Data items
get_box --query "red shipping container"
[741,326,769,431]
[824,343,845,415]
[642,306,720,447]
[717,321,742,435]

● **GIVEN EXERCISE**:
Report how many lines in the data contain the word "shipping", matching case exactly. Give only the number.

● **REPLY TO THE TASK**:
1